## [WHAT TO WORK ON]
Select each line of the data below that contains the word "blonde" and copy those lines.

## [EXTRACTED INFORMATION]
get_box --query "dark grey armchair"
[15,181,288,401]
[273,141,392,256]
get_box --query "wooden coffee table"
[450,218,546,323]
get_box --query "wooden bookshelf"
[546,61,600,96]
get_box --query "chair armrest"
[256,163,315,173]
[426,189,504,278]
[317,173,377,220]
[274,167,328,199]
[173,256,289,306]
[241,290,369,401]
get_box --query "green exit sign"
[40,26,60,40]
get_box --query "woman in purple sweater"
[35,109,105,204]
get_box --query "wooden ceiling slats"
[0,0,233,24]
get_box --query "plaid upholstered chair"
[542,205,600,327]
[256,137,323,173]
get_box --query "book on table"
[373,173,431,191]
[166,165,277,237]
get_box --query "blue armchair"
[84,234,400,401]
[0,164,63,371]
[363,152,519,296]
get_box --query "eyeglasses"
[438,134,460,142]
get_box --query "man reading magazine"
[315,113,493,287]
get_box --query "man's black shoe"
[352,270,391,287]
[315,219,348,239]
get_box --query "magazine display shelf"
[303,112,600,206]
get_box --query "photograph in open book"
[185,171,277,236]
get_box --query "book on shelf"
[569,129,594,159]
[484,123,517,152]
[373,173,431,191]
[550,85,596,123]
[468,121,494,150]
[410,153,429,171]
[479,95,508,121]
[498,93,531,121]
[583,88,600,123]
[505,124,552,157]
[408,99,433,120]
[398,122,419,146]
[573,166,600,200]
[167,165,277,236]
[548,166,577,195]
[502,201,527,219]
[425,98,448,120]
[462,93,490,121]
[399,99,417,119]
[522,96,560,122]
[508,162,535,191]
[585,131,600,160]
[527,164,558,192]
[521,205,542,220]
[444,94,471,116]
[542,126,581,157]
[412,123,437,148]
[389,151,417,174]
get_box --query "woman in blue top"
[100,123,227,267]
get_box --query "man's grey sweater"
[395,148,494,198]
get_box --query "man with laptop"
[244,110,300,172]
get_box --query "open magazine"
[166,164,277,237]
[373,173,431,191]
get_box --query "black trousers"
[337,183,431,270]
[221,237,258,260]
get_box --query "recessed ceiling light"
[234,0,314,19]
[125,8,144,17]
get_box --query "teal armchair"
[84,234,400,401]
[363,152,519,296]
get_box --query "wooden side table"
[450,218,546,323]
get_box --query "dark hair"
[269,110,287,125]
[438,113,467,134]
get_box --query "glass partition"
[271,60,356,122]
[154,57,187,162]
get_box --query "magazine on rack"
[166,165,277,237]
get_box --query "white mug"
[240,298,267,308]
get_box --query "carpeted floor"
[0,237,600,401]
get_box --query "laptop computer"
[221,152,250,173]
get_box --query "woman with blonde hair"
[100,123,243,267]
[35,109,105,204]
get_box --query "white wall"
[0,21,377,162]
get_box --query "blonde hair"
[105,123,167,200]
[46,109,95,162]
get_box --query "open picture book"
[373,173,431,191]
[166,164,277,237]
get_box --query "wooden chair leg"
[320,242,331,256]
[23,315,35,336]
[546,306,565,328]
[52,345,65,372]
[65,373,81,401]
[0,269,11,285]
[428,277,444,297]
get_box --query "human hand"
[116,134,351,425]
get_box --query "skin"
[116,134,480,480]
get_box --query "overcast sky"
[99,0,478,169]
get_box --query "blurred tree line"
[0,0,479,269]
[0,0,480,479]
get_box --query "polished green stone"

---

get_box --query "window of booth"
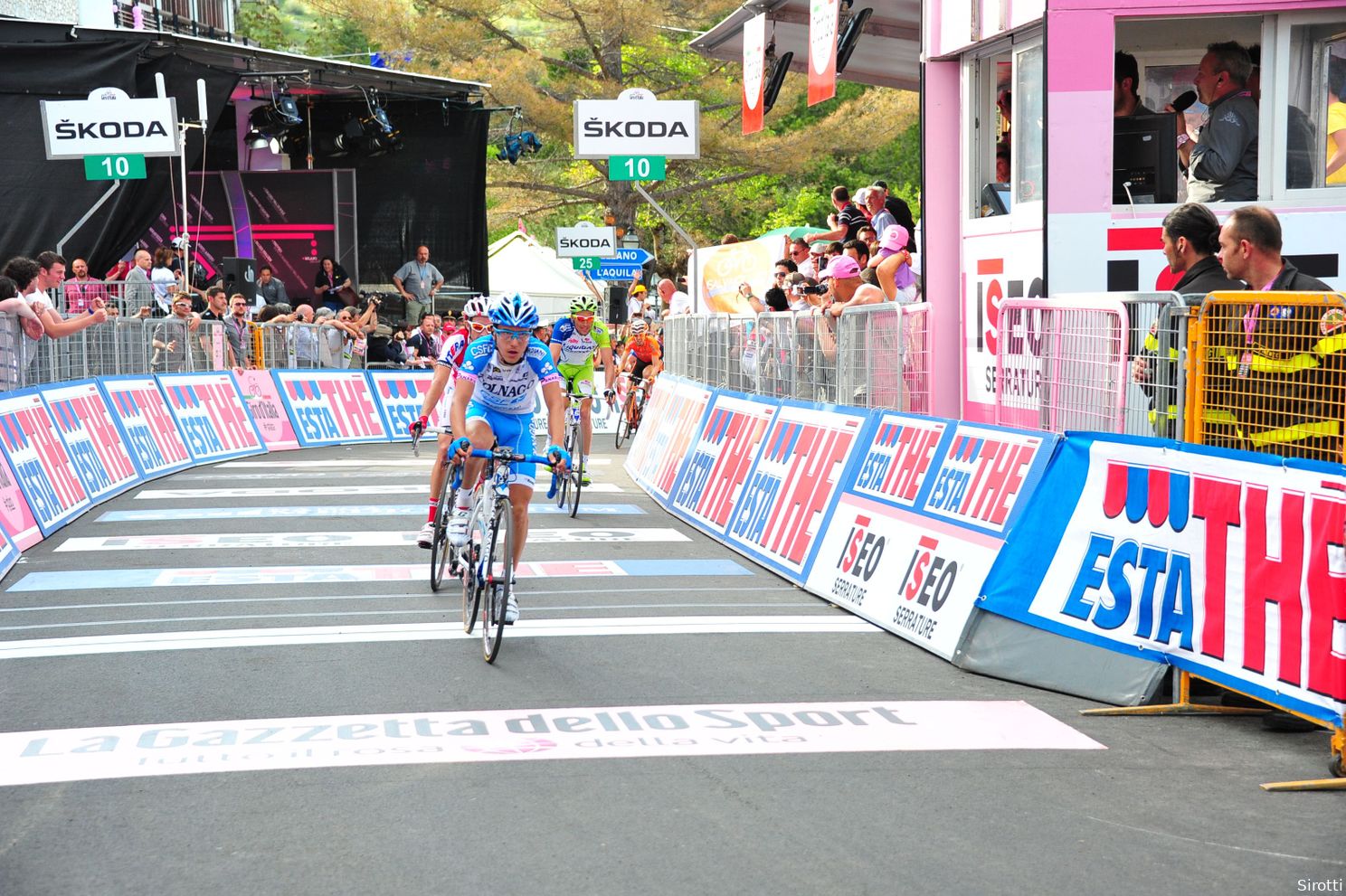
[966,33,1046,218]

## [RESPONSE FOR THIS EXERCISE]
get_box --query "woman with blonde hair"
get_box --query "blonde hair"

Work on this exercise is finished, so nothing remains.